#### [Brief 1]
Reproduce verbatim the part of the essay on shared political norms below that begins with the words containing "Up to a certain" and ends with "the Free World.".
#### [Brief 2]
For each statement below, answer yes or no according to the essay on shared political norms, and quote the words of the essay that decide it. (a) The author's observation is a popular view in liberal circles. (b) Half of the global population lives without basic civil liberties or political rights. (c) The remark about Cleveland and Blaine is attributed to Grandpa Vanderhof.

#### [Text provided]
┏━━

Up to a certain point, of course, all presidents—and many successful people—have narcissistic and antisocial traits.  A bit of narcissism helps a psychiatrist get through medical school; a dose of sociopathy helps Presidents send American soldiers overseas to risk their lives.  But traits are not the same as pathologies.  Nobody wants a psychiatrist who does all the talking or a trigger-happy leader for the Free World.

This might be a good moment to make an observation that is not a popular view in liberal circles where I travel, nor presumably in conservative ones either:  By both international and historical standards, the differences between Barack Obama and Mitt Romney, in terms of policies and values, were rather small.  So too of Bush and Gore, even Reagan and Mondale.  All of these men believed in certain fundamental norms—norms that are outliers in a world where half of the global population lives without basic civil liberties or political rights.  Among these common norms are the belief that if you lose the election, the other side gets to assume office.  No tanks or martial law involved.  And that if you disagree with your opponents, you are welcome to denounce them on television or the Internet—but not to poison them with polonium.  And, most important, that leaders of the other political party are opponents, or rivals, but not enemies.  None of these men ever conflated the elected officials seated across the aisle with the foreign operatives across the Bering Sea.  These are enormous commonalities, ones that dwarf any differences regarding tax policy or abortion rights or the wisdom of the War in Iraq

Certainly, the policy differences between the parties will affect the lives of ordinary Americans in countless, meaningful ways.  That is why we have elections:  For voters to determine the direction of these policies.  But the shared values of our recent political leaders in both parties far outweigh their disagreements.  Anybody who scoffs at the importance of these shared beliefs should spend a few weeks in Eritrea or Equatorial Guinea—or read a history of the Weimar Republic.  When someone challenges these common values, as Mr. Trump has arguably done, both sides need to step back from the brink and acknowledge their importance.  As Grandpa Vanderhof observes in the Kaufman and Hart comedy, You Can’t Take it With You, “Got all worked up about whether Cleveland or Blaine was going to be elected President—seemed awful important at the time, but who cares now?”

┗━━

#### [Dataset excerpts]
┏━━

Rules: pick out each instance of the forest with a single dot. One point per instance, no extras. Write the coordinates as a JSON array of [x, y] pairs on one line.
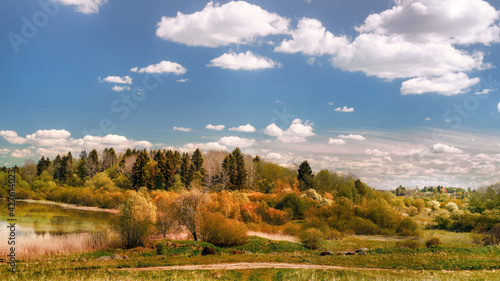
[[258, 194]]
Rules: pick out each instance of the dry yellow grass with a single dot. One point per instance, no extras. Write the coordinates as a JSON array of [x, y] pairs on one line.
[[31, 245]]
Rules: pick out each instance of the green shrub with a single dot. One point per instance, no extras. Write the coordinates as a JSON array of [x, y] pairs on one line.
[[222, 232], [136, 220], [291, 229], [333, 234], [408, 244], [408, 227], [492, 236], [296, 203], [363, 226], [412, 211], [311, 238], [433, 242]]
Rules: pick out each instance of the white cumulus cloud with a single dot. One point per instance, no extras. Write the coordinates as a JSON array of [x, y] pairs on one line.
[[390, 57], [203, 146], [312, 38], [443, 148], [118, 80], [21, 153], [161, 67], [243, 128], [117, 88], [12, 137], [182, 129], [215, 127], [237, 142], [427, 21], [344, 109], [221, 25], [449, 84], [242, 61], [352, 137], [296, 133], [336, 141], [83, 6], [52, 142]]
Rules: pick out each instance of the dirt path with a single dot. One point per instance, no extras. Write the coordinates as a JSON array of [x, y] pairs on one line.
[[245, 265], [270, 236]]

┗━━

#### [Worked solution 1]
Up to a certain point, of course, all presidents—and many successful people—have narcissistic and antisocial traits.  A bit of narcissism helps a psychiatrist get through medical school; a dose of sociopathy helps Presidents send American soldiers overseas to risk their lives.  But traits are not the same as pathologies.  Nobody wants a psychiatrist who does all the talking or a trigger-happy leader for the Free World.

#### [Worked solution 2]
(a) No: "an observation that is not a popular view in liberal circles where I travel"
(b) Yes: "half of the global population lives without basic civil liberties or political rights"
(c) Yes: "As Grandpa Vanderhof observes in the Kaufman and Hart comedy, You Can’t Take it With You"